Directive: Duplicate the listing word for word, starting at its first line and ending at the line that contains "259L196 339L155 333L130", with both of those lines included.

----------

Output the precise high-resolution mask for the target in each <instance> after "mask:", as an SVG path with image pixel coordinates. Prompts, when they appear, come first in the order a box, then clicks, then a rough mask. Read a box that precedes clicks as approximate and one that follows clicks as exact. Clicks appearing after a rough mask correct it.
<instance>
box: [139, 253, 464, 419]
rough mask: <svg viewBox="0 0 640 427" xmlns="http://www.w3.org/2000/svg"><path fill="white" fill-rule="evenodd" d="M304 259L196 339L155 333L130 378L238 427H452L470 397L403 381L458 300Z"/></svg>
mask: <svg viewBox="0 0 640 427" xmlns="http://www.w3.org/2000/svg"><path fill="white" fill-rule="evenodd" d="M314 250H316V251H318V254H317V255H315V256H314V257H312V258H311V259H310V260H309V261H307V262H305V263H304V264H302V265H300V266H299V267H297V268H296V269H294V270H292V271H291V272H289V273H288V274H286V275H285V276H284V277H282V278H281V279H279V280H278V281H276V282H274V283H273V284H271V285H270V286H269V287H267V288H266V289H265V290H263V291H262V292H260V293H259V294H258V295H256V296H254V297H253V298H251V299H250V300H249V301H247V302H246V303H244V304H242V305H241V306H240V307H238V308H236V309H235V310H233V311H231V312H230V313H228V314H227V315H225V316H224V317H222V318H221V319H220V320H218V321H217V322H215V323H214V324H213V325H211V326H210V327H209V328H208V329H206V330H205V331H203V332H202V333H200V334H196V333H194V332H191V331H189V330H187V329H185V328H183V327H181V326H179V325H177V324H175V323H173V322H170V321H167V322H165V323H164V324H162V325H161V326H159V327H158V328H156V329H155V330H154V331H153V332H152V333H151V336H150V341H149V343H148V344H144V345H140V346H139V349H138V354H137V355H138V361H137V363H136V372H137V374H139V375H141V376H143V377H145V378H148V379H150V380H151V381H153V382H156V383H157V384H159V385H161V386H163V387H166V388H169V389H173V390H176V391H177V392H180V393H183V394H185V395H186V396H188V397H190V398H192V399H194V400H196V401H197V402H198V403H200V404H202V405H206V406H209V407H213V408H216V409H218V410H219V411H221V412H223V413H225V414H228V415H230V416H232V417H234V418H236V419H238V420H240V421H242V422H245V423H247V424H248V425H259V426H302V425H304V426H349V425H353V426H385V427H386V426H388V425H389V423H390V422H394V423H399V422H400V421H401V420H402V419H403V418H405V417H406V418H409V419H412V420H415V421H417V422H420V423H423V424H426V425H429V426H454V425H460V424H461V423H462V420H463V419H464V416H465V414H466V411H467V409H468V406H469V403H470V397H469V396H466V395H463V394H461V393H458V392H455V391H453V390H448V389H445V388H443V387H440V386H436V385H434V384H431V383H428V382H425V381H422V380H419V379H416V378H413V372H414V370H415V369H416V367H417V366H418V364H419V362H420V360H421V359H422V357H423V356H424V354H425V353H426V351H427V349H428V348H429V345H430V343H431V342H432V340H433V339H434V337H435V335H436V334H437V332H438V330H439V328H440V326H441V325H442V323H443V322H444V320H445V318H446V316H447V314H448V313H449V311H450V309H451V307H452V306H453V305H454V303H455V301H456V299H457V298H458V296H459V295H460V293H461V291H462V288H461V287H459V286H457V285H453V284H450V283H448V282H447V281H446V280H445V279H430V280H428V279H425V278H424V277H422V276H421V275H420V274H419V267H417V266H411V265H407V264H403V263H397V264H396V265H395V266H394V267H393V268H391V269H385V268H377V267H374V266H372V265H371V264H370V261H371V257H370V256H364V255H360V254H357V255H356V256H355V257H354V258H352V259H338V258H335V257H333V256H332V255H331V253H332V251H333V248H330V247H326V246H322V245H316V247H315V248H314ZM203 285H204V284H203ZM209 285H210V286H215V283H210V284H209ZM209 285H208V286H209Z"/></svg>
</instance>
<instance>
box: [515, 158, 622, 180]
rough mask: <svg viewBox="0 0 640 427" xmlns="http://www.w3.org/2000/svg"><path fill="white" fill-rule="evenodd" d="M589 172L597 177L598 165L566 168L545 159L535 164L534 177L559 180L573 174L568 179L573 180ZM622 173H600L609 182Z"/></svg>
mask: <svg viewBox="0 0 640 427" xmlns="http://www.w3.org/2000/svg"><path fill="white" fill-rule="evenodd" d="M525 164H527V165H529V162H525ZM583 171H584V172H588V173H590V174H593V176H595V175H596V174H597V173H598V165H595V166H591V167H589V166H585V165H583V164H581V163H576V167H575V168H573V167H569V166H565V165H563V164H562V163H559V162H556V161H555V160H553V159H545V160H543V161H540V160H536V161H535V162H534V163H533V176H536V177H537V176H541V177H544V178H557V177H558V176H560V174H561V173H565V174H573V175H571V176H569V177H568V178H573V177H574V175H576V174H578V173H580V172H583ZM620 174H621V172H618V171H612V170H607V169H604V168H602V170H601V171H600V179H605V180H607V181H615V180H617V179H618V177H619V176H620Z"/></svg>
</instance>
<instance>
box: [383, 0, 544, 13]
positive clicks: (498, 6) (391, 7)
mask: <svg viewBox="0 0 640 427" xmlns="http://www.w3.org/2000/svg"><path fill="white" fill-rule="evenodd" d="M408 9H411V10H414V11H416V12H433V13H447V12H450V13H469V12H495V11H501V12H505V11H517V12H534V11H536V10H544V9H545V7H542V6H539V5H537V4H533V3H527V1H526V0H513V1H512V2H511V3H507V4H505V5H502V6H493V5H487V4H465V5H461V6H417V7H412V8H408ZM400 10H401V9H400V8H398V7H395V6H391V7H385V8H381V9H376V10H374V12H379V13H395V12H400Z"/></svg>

----------

Reply to the task:
Output the precise high-resolution mask for the target in each <instance> after "mask:", as an SVG path with image pixel coordinates. Prompts, when they appear, come first in the order a box, then clicks, then a rough mask. Read a box that precedes clicks as approximate and one that follows clicks as exact. Clicks appearing after a rough mask correct it.
<instance>
box: [139, 253, 464, 419]
rough mask: <svg viewBox="0 0 640 427" xmlns="http://www.w3.org/2000/svg"><path fill="white" fill-rule="evenodd" d="M304 259L196 339L155 333L130 378L238 427H452L470 397L403 381L458 300Z"/></svg>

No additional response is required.